+++ Passage to read

The barriers to entry to develop and deploy quality GenAI tools is significant and will act as a deterrent to hackers in operationalizing the technology.

  • It’s been reported that OpenAI spent more than $500 million USD to develop and train ChatGPT.
  • Few to no hacking groups outside of nation state threats have these resources readily available to invest in research and development on a scale that would be as reliable as ChatGPT.

It’s also important to understand what these tools will not do today:

  • Revolutionize how attacks happen – Similar to existing GenAI tools, their function is to assemble existing information. Existing data is on existing attacks, which limits tools’ ability to think more creatively about new ways to attack.
  • Make every human a “super hacker” – Existing information is readily available in leaked playbooks that are easily downloadable. Said another way, this information has been accessible for everyone and has not had a similar impact. An existing level of knowledge of how systems and networks operate is required in order to apply the knowledge.

Minimal Impact Near-term

While the advancement of malicious GenAI tools seems rapid, the evolution of these tools has been in the works for years. The most notable immediate impact will be in supporting the rapid creation and dissemination of disinformation, including fake images, videos and text to support disinformation campaigns.

When exploring the impact on cyber attacks, even with current iterations, the possibility that their adoption will improve cyber attacks is primarily limited to the potential for increased social engineering effectiveness—phishing emails, text messages and websites.

While it’s fair to expect incremental improvements in these capabilities, current studies show that human-created phishing emails outperformed GenAI-created ones by 45 percent. This will likely change over time.

Near-term, there is no immediate shift in how organizations should think about preventing cyber attacks. But what about down the road?

The Future – True Risk Materializes 

Future GenAI capabilities will drive better attack efficiency for hackers through automation. Capabilities will grow incrementally over time (e.g., years) due to the level of expertise and resources required to build and maintain advanced tooling.

++++++
+++ Material supplied

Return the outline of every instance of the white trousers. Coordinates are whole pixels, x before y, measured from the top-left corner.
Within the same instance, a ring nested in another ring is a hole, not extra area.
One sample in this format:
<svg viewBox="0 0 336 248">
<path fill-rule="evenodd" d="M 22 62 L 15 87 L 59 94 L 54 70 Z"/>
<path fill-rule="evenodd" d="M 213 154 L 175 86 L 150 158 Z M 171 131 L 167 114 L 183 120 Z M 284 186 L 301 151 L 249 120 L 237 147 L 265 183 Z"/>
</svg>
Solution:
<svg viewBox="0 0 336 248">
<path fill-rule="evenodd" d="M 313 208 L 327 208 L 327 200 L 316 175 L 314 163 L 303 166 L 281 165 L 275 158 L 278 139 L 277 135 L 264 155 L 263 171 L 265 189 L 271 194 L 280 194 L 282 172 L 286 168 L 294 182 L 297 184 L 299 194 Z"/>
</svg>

++++++

» **Exercise requirements**:
(a) Answer these questions from the text on generative AI and cyber attacks, marking each answer (i), (ii) or (iii) on its own line:
(i) How much is OpenAI reported to have spent to develop and train ChatGPT?
(ii) What does the text name as the most notable immediate impact of malicious GenAI tools?
(iii) By what percentage did human-created phishing emails outperform GenAI-created ones in current studies?
(b) Please carry on the text on generative AI and cyber attacks from its final sentence.

» **Results**:
(a)
(i) More than $500 million USD.
(ii) Supporting the rapid creation and dissemination of disinformation, including fake images, videos and text to support disinformation campaigns.
(iii) 45 percent.

(b)
When looking at the application and effectiveness of GenAI for malicious purposes, the likelihood of success lies in the ability to fund the research, build the tools and gain access to data needed to train it. As has happened historically, the pace of attacker adoption of tooling / technology will follow the release of tools from security researchers who open source their tooling. Over time, additional hacking groups focused on financial gain will get access to this tooling. Security researchers have started to test GenAI in tools, but there have not been any ground-breaking discoveries or use cases to date.

What Should Organizations Do to Mitigate Risk? 

GenAI offers threat actors a step forward for improved attack efficiency, but in the short term, the hype and misinformation may be unnecessarily sounding alarm bells within organizations. Companies need to stay the course with proper risk mitigation strategies.

  1. Protect identities – Attacks are targeting user credentials to gain access into environments. Securing user identities with passkeys or other FIDO2 technologies while applying Zero Trust principles to access can help stop attacks before they begin.
  2. Protect endpoints – Ensure endpoints are monitored and secured with EDR technologies. These should be fully deployed through the environment and monitored 24×7 to quickly respond to and contain attacks.
  3. Resilient environments – Assume failure of existing security controls and build your environment in a way that it can withstand an attack. This includes immutable backups and network segmentation that mitigate the blast radius of an attack and provide quick recovery.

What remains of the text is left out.